§ Instructions:
- A) In the passage about Ove, explain how God's words in Genesis 2:18 show that loneliness goes against who people were made to be.
- B) Rewrite the paragraph in the passage about Ove that begins "When Ove lost his wife" as a short bulleted list that keeps its main facts.

§ Provided passage:
━━━

Take Ove (pronounced oo-veh). His story opens at a technology shop, where we find him berating a young assistant. We gather that he’s a crotchety old man, out of touch, ready to hate anyone who likes lunch. We are not inclined to like him. Yet as Backman spends his next pages pulling back the layers of Ove’s life, we begin to see Ove as human, relatable even.
When Ove lost his wife six months before the story opens, he lost his will to live. Interruptions from new neighbors thwart his repeated attempts to take his own life. Flashbacks show us moments that make us feel for him — moments of unfairness and unkindness toward him, moments of loyalty and endurance from him. We begin to root for the man, to hope that others might see what we see in him. We begin to love him.
In this, Backman’s writing captures the sacredness of the imago Dei. We weren’t meant to be alone. We see this in creation: God made Adam in his image and likeness and gave him purpose. Adam was to work the ground and obey God’s word in heaven on earth. At first glance, he had everything he could possibly want — but then God declared something was missing: “It is not good that the man should be alone,” Genesis 2:18 says. Man was made for community, Herman Bavinck has written — to “express himself, reveal himself, and give himself. He must be able to pour out his heart, to give form to his feelings.” God’s pronouncement of “not good” shows us that loneliness is the antithesis of who he made us to be.

━━━

§ Information given:
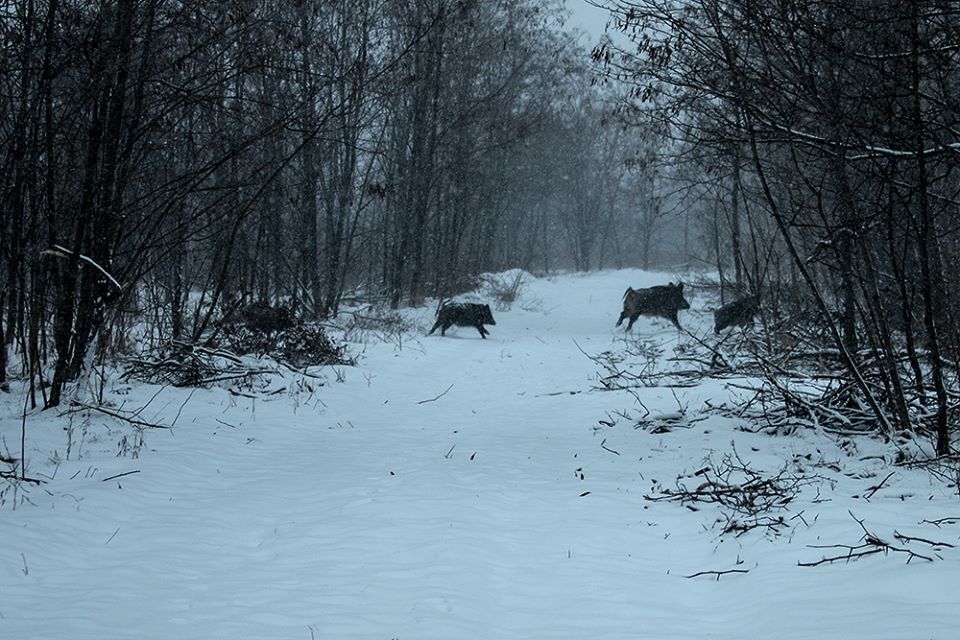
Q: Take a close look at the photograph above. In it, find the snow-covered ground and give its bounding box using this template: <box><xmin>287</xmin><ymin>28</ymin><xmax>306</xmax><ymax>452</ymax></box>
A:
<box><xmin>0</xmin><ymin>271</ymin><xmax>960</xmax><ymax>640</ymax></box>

━━━

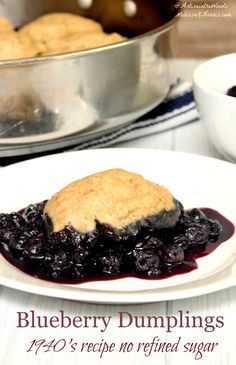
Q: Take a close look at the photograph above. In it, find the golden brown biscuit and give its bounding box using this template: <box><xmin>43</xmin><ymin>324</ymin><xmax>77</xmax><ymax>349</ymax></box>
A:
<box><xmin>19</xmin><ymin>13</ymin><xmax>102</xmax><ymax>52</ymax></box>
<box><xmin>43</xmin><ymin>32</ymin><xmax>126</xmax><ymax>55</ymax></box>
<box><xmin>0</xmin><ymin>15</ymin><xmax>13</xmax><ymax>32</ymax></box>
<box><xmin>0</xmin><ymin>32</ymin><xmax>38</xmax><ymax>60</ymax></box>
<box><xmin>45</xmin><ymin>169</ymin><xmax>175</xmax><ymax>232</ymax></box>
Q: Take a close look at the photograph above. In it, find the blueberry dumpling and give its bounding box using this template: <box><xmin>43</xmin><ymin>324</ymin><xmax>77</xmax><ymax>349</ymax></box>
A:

━━━

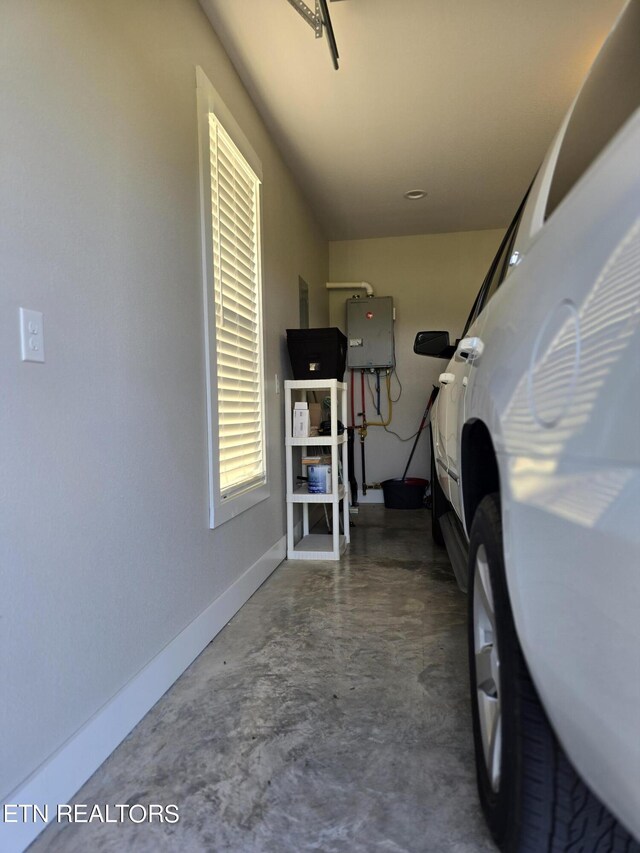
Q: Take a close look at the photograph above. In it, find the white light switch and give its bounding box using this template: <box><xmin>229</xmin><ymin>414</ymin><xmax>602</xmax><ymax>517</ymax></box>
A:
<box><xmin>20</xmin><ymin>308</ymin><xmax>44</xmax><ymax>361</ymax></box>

━━━

§ Answers:
- A) Adam was made in God's image, given a purpose, and seemed to have everything he could want. Yet God declared, "It is not good that the man should be alone." The passage says this pronouncement of "not good" shows that loneliness is the antithesis of who God made people to be.

- B)
- Ove lost his will to live when his wife died six months before the story opens.
- Interruptions from new neighbors keep stopping his repeated attempts to take his own life.
- Flashbacks show unfairness and unkindness toward him, along with his own loyalty and endurance.
- Readers come to root for him, hope others will see him as they do, and finally love him.